start RECORDS TO PROCESS

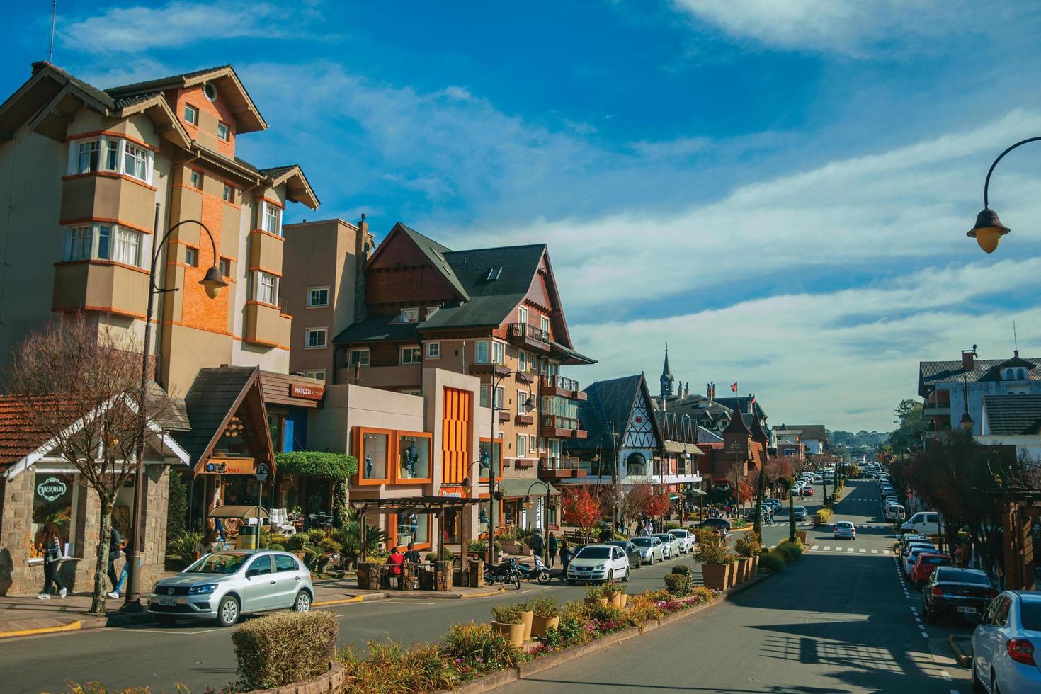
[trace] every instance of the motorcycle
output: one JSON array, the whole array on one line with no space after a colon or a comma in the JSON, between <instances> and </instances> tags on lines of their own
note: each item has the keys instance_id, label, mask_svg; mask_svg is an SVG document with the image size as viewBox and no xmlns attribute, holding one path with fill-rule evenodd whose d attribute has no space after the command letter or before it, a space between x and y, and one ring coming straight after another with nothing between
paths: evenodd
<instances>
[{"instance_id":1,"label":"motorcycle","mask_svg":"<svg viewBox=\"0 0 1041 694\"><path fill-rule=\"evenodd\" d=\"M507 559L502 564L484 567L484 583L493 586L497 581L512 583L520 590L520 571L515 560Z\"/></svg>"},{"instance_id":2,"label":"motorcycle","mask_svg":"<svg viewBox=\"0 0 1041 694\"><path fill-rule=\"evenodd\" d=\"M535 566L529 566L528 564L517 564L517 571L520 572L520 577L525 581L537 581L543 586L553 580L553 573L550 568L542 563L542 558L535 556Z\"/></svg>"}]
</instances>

end RECORDS TO PROCESS
start RECORDS TO PROCESS

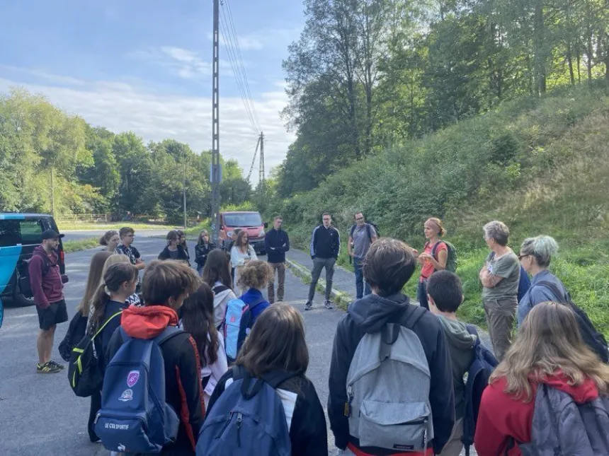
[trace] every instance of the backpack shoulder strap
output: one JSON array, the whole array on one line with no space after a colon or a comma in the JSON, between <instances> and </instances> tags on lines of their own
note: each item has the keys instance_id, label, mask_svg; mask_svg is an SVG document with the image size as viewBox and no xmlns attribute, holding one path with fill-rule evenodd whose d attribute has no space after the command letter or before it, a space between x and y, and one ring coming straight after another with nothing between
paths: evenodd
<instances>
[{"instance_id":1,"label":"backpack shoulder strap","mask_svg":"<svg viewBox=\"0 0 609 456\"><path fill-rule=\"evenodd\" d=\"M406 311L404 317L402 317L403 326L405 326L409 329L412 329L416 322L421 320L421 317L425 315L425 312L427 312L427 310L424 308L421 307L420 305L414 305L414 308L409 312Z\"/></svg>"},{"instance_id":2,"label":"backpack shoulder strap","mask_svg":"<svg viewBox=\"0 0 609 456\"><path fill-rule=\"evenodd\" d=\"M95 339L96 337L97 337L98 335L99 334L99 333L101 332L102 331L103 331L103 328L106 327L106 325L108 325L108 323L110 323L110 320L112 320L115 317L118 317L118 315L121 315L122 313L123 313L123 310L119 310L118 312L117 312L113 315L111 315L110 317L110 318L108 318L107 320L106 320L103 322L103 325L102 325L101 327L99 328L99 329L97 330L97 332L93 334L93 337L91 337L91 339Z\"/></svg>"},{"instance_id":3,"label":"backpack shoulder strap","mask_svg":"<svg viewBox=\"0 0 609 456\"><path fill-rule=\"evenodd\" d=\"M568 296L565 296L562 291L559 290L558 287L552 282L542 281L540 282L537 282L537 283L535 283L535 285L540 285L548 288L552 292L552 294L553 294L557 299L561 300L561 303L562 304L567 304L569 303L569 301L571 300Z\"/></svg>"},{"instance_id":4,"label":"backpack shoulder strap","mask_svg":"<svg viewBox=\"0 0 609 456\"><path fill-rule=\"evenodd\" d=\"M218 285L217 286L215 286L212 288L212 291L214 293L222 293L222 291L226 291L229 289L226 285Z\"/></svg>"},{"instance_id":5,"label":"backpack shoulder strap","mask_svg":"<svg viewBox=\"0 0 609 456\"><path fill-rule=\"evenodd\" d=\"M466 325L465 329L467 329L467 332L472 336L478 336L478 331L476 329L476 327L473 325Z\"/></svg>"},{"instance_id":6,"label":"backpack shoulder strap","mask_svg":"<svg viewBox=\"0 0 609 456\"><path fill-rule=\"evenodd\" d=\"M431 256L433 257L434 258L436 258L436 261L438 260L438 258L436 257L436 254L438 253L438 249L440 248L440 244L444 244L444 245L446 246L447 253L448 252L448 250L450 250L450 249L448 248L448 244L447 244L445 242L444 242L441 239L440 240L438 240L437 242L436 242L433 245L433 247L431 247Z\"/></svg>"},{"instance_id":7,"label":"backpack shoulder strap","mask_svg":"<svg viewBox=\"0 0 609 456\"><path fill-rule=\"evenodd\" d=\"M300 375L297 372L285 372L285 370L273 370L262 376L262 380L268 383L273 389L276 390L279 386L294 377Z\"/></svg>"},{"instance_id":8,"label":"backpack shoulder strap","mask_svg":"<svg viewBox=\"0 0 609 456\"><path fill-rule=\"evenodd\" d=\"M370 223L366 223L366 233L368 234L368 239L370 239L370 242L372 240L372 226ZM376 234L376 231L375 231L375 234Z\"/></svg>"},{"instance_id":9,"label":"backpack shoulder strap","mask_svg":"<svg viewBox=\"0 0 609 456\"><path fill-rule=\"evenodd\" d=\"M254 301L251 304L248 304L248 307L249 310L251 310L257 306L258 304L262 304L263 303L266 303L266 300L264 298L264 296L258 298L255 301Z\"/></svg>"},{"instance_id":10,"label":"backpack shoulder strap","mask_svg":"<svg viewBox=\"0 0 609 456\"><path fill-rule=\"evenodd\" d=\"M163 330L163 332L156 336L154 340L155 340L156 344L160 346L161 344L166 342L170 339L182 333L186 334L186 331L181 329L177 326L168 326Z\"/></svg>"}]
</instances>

end RECORDS TO PROCESS
start RECORDS TO PROCESS

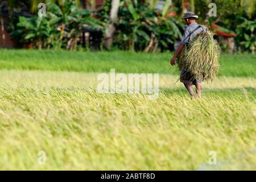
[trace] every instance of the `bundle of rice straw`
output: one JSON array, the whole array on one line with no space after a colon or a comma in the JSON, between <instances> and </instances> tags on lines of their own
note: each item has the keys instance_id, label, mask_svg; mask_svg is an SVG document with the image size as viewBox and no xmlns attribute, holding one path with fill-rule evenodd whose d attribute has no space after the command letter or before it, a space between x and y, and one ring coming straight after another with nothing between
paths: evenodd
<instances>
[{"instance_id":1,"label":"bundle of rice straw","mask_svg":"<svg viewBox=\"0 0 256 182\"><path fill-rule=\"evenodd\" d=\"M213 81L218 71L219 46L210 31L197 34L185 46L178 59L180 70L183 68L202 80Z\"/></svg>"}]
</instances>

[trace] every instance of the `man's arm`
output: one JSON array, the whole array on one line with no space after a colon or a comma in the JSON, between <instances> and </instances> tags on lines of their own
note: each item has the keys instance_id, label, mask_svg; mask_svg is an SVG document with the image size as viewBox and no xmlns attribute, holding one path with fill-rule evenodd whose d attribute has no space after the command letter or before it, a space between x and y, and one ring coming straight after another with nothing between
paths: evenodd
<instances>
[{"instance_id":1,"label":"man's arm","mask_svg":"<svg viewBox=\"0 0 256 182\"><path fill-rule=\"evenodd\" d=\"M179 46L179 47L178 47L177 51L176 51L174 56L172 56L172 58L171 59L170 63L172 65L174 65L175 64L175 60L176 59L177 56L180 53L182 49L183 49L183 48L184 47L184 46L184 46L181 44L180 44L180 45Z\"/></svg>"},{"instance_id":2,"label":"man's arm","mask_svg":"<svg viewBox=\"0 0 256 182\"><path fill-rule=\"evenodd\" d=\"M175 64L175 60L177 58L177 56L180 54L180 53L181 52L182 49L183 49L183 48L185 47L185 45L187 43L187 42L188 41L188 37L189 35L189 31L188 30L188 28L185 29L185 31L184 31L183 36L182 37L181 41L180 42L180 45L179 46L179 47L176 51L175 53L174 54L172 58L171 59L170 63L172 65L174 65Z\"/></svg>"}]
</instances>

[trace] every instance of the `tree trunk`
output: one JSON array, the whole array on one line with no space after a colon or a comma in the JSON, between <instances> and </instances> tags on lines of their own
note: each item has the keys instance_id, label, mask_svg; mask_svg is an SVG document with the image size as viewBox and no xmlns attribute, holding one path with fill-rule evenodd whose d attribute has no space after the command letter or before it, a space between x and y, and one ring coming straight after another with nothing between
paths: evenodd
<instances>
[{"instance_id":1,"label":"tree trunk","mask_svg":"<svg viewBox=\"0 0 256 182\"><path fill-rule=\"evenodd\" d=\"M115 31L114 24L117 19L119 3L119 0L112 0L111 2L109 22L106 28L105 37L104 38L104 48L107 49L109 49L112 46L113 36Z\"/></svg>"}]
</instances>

end RECORDS TO PROCESS

→ GIVEN INSTRUCTION: List every line of the records above that contains the string "trace", matching case exactly.

→ FULL ANSWER:
[trace] every instance of the motorcycle
[trace] every instance of the backpack shoulder strap
[trace] every instance of the `bundle of rice straw`
[trace] every instance of the `man's arm`
[trace] every instance of the `tree trunk`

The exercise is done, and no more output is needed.